▶ _What you have to do_
Copy out, word for word, the lines in the entries below from the line containing "An <instance> block" up to and including the line containing "box: [605, 579, 1169, 1169]".

▶ _Data for this task_
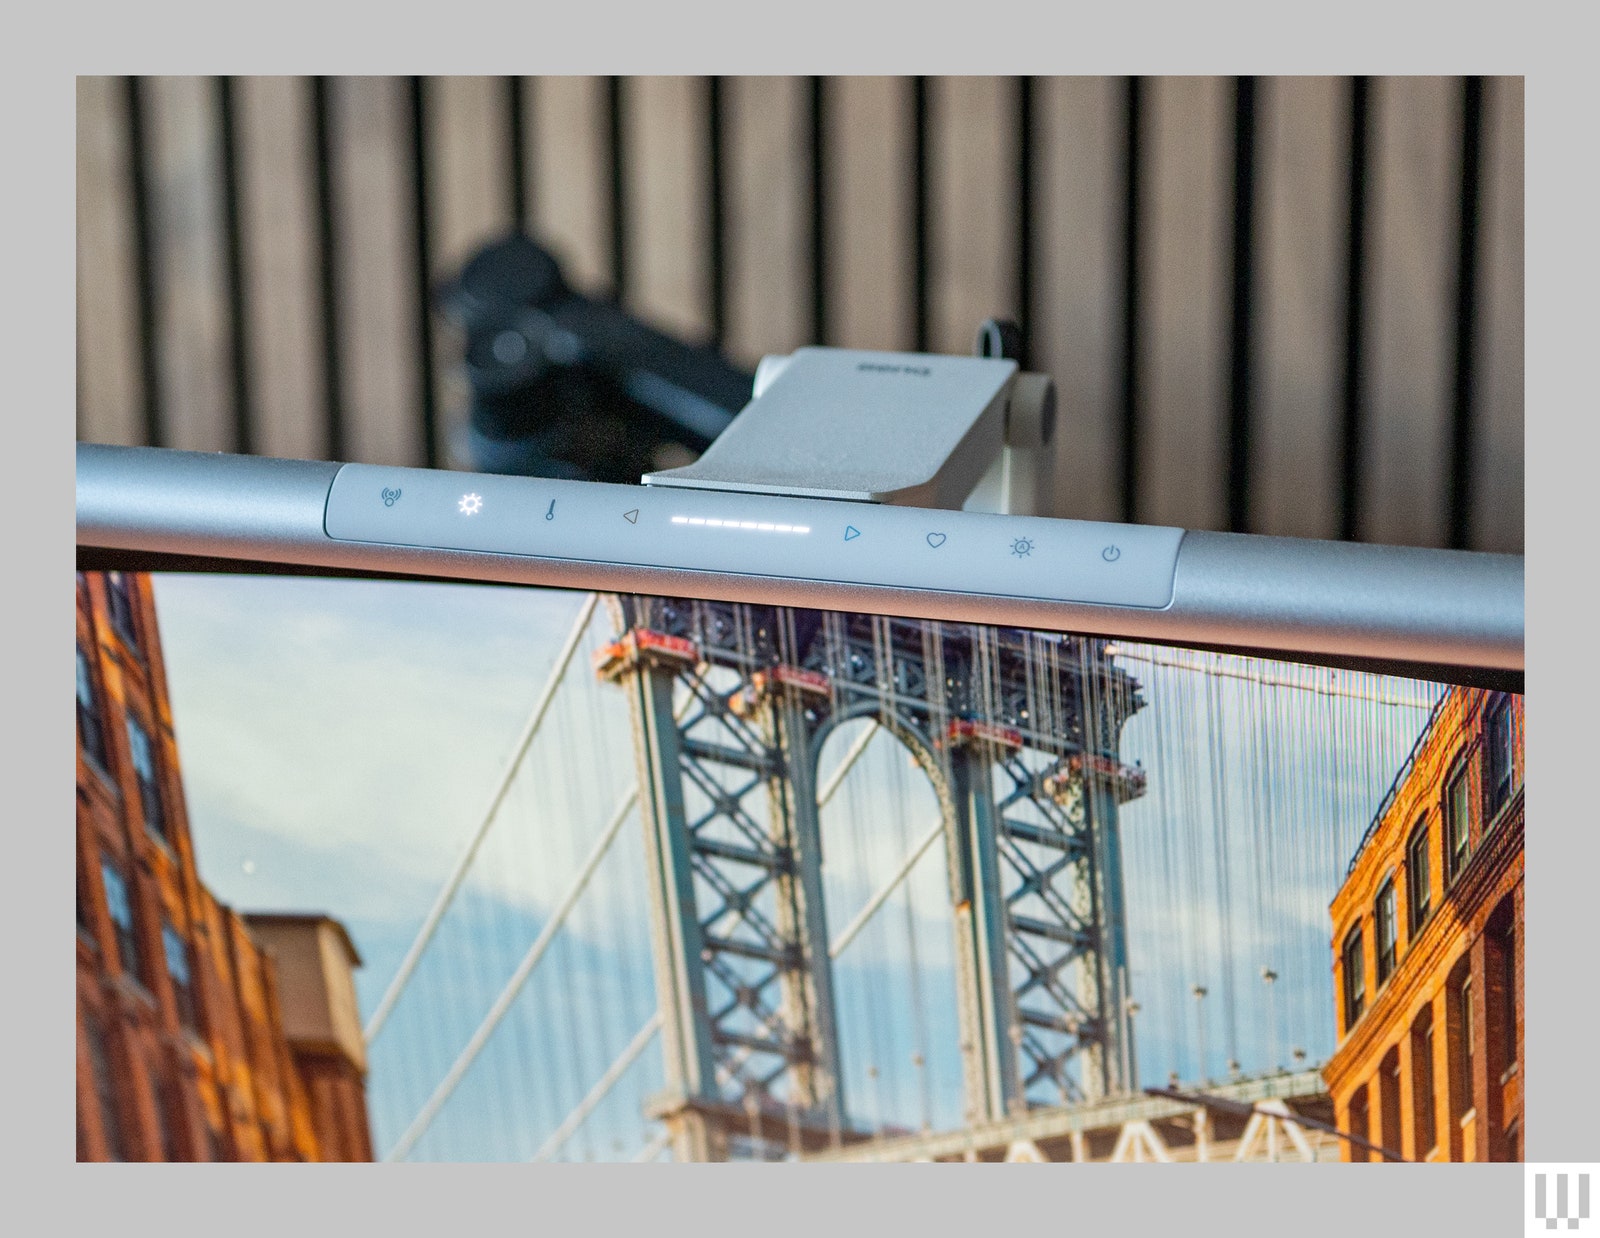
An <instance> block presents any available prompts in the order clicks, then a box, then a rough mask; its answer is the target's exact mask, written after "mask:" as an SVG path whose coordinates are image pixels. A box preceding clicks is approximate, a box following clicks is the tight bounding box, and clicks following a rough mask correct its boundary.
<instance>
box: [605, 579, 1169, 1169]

...

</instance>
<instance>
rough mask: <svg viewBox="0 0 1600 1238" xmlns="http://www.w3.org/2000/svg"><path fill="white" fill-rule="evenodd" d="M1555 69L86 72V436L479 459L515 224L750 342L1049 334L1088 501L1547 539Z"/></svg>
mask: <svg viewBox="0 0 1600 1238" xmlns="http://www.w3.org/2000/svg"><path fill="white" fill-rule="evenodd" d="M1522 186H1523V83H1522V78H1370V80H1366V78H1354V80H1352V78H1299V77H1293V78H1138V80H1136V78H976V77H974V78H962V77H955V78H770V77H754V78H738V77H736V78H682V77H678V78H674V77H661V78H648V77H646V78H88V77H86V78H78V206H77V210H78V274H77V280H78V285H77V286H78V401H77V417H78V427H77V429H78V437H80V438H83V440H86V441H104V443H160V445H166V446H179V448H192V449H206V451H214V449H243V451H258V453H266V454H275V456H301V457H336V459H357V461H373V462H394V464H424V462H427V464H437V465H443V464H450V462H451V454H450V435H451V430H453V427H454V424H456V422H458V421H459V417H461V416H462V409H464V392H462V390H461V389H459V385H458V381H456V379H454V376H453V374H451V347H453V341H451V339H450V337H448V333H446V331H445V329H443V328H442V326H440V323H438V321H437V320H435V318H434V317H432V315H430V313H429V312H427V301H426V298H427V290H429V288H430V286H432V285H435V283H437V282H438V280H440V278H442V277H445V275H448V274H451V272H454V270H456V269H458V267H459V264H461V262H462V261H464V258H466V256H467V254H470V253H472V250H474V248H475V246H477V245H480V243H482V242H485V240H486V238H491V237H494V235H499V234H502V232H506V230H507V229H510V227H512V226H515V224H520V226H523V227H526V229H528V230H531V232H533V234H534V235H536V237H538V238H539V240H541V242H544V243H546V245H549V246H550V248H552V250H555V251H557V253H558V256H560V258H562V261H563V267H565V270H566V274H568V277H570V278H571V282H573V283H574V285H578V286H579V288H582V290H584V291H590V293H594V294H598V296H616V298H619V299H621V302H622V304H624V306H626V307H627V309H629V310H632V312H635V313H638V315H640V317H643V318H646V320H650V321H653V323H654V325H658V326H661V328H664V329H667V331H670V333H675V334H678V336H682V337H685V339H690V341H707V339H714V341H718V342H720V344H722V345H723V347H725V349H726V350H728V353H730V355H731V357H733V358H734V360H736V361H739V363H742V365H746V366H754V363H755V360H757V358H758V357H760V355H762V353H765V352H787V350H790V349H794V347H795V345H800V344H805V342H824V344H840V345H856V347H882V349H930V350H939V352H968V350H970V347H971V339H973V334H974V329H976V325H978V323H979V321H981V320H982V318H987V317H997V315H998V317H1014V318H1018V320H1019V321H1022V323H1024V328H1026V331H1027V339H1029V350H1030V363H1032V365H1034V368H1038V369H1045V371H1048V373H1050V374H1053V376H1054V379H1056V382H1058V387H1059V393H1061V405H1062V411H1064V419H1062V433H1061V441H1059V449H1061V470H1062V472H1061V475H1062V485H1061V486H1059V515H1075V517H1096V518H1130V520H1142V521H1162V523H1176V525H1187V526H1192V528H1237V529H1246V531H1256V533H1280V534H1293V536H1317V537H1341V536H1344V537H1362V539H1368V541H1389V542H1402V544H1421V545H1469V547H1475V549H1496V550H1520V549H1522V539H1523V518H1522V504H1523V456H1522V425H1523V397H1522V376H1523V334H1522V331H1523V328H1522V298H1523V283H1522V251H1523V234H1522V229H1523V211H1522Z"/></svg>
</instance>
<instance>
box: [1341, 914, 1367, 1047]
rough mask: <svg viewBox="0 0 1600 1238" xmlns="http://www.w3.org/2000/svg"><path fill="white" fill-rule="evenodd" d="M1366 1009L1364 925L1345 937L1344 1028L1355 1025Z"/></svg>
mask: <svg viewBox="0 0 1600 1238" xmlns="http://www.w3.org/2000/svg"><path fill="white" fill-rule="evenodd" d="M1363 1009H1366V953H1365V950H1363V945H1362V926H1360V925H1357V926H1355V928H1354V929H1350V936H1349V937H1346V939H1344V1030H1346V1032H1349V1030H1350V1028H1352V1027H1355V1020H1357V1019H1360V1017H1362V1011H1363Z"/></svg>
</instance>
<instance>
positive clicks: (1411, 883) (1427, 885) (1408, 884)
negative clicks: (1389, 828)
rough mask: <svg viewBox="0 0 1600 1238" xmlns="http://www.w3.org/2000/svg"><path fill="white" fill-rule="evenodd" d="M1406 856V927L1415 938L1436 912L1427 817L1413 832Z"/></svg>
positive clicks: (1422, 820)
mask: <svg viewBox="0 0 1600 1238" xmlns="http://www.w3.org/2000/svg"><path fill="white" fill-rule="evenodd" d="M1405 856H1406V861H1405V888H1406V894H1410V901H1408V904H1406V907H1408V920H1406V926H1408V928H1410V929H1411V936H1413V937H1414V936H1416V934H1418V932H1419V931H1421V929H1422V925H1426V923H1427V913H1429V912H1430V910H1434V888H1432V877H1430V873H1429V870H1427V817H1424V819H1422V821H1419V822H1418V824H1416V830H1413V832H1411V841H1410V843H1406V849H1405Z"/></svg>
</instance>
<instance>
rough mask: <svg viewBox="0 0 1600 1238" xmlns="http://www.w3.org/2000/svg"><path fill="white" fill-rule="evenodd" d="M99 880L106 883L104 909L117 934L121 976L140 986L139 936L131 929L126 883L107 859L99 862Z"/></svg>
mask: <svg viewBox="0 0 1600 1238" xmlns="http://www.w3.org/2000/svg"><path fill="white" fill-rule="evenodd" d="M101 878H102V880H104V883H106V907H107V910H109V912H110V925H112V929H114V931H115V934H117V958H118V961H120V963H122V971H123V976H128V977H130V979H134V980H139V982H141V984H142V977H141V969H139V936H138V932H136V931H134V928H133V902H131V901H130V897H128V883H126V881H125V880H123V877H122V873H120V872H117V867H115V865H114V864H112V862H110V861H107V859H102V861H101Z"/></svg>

▶ _The answer_
An <instance> block presents any available prompts in the order clicks, then a box, then a rough mask; its answer is the target's exact mask, written after "mask:" as an SVG path whose coordinates are image pixels. A box preceding clicks is approximate, a box following clicks is the tight bounding box, and clicks following a rough mask correct its boundary.
<instance>
box: [605, 579, 1169, 1169]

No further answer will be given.